- [AIM]: Copy all of the records below word for word, but leave the pictures out of your answer.

- [MATERIAL PROVIDED]:
= = = = = = =

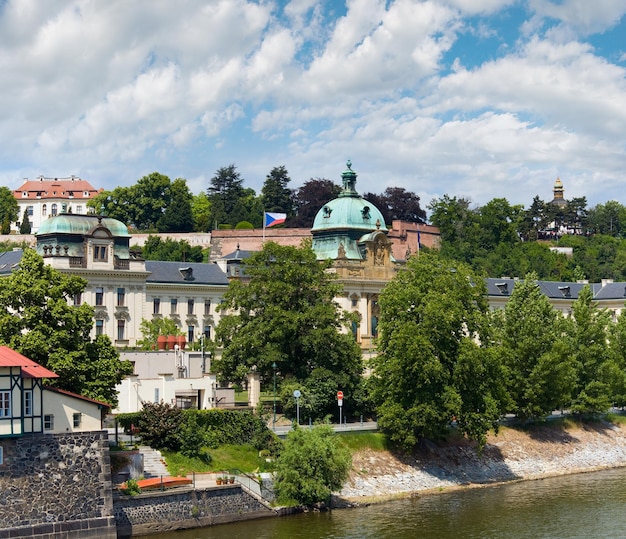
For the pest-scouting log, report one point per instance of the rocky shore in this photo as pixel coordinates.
(514, 454)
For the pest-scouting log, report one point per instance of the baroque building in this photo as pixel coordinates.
(47, 197)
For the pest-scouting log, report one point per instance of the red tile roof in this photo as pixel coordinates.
(30, 369)
(76, 396)
(55, 188)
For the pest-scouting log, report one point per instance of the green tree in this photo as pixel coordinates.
(286, 314)
(152, 329)
(588, 330)
(310, 198)
(429, 368)
(161, 425)
(177, 215)
(458, 226)
(37, 321)
(275, 194)
(311, 465)
(224, 192)
(9, 208)
(617, 349)
(25, 227)
(540, 373)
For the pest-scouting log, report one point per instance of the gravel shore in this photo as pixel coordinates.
(514, 454)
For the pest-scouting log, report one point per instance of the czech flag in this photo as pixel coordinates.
(272, 219)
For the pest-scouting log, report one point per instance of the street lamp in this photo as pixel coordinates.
(274, 366)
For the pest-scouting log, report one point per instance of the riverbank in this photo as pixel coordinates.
(514, 454)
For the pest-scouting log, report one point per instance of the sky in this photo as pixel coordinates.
(479, 99)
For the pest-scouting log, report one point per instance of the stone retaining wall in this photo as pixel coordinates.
(56, 485)
(159, 512)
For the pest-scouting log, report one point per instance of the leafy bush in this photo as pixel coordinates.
(161, 426)
(311, 465)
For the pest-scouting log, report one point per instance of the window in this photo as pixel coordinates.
(121, 325)
(28, 402)
(5, 404)
(121, 296)
(99, 253)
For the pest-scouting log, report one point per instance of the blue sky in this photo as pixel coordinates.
(471, 98)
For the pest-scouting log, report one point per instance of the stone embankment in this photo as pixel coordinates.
(514, 454)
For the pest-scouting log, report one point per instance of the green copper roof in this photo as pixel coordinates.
(71, 223)
(349, 211)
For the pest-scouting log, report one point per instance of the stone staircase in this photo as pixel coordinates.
(153, 465)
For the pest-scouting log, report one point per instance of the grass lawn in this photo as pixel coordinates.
(226, 457)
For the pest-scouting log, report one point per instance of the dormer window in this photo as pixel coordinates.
(503, 288)
(187, 273)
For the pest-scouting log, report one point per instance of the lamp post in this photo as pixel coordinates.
(274, 366)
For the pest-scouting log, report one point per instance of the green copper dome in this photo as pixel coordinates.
(342, 223)
(349, 210)
(71, 223)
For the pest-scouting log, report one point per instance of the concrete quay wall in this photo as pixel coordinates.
(159, 512)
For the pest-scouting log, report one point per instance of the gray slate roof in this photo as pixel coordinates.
(178, 272)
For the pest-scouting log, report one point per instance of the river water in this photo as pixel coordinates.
(590, 505)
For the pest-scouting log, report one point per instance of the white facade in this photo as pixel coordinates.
(43, 198)
(178, 377)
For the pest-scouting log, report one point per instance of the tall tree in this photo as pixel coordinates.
(310, 198)
(311, 466)
(588, 330)
(275, 194)
(37, 321)
(201, 212)
(224, 192)
(430, 368)
(529, 335)
(286, 315)
(398, 203)
(9, 208)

= = = = = = =

- [CORRECT RESULT]:
For the pest-scouting log, report one point per instance of the rocky shore in this photo as pixel coordinates.
(514, 454)
For the pest-scouting log, report one point per instance of the baroque building in this photo as pixel coordinates.
(47, 197)
For the pest-scouting log, report one point per instance of the red tile roof in this photo as pixel coordinates.
(30, 369)
(76, 396)
(55, 188)
For the pest-scouting log, report one point per instance of the green tree in this photo as pixel coordinates.
(286, 314)
(152, 329)
(588, 330)
(310, 198)
(429, 368)
(161, 425)
(177, 215)
(458, 226)
(37, 321)
(275, 194)
(311, 465)
(224, 192)
(9, 208)
(617, 349)
(25, 227)
(540, 373)
For the pest-scouting log, report one point per instance of the gravel shore in this photo as pixel coordinates.
(514, 454)
For the pest-scouting log, report one point per instance of the czech flag in this photo as pixel coordinates.
(272, 219)
For the pest-scouting log, report one point per instance of the street lamp in this photo as pixel coordinates.
(274, 366)
For the pest-scouting log, report one point per instance of the riverbank in this photo as pixel coordinates.
(514, 454)
For the pest-scouting log, report one point per instance of the sky in this photo as pixel coordinates.
(479, 99)
For the pest-scouting log, report one point per instance of the stone retaining wall in this photo as pixel coordinates.
(56, 485)
(159, 512)
For the pest-scouting log, report one point per instance of the leafy bush in this photo as pixel coordinates.
(161, 426)
(311, 465)
For the pest-scouting log, report one point per instance of the window in this photo as pixel coordinates.
(121, 325)
(28, 402)
(5, 404)
(121, 296)
(99, 253)
For the pest-scouting log, report one point per instance of the blue sky in this photo as pixel coordinates.
(471, 98)
For the pest-scouting log, report one point per instance of the stone embankment in this photo as pixel coordinates.
(514, 454)
For the pest-scouting log, report one point per instance of the green copper roof in this photo as pixel coordinates.
(71, 223)
(349, 211)
For the pest-scouting log, report one point per instance of the stone staircase in this photo as pixel coordinates.
(153, 465)
For the pest-scouting log, report one point per instance of the grass lawn in this photo as pixel coordinates.
(226, 457)
For the pest-scouting log, report one point per instance of the dormer window in this photo as pixel coordinates.
(503, 288)
(187, 273)
For the pest-scouting log, report one point per instance of the lamp post in this photo as pixel coordinates.
(274, 366)
For the pest-scouting log, report one point per instance of the green copper dome in this photo as pixel coordinates.
(342, 223)
(349, 210)
(71, 223)
For the pest-scouting log, report one point per instance of the concrete quay wall in this photo as pixel coordinates.
(159, 512)
For the pest-scouting log, report one point per instance of the gray slate roof in this photo as pixel coordinates.
(178, 272)
For the pest-scouting log, report one point per instance of the river water in this photo as pixel coordinates.
(590, 505)
For the pest-scouting log, report one point per instance of the white facade in this photo as pixel coordinates.
(43, 198)
(178, 377)
For the pest-scouting log, report one point per instance of the tall tree in this photo as pixel coordinates.
(310, 198)
(311, 466)
(588, 330)
(275, 194)
(37, 321)
(201, 212)
(224, 192)
(430, 368)
(529, 335)
(286, 315)
(398, 203)
(9, 208)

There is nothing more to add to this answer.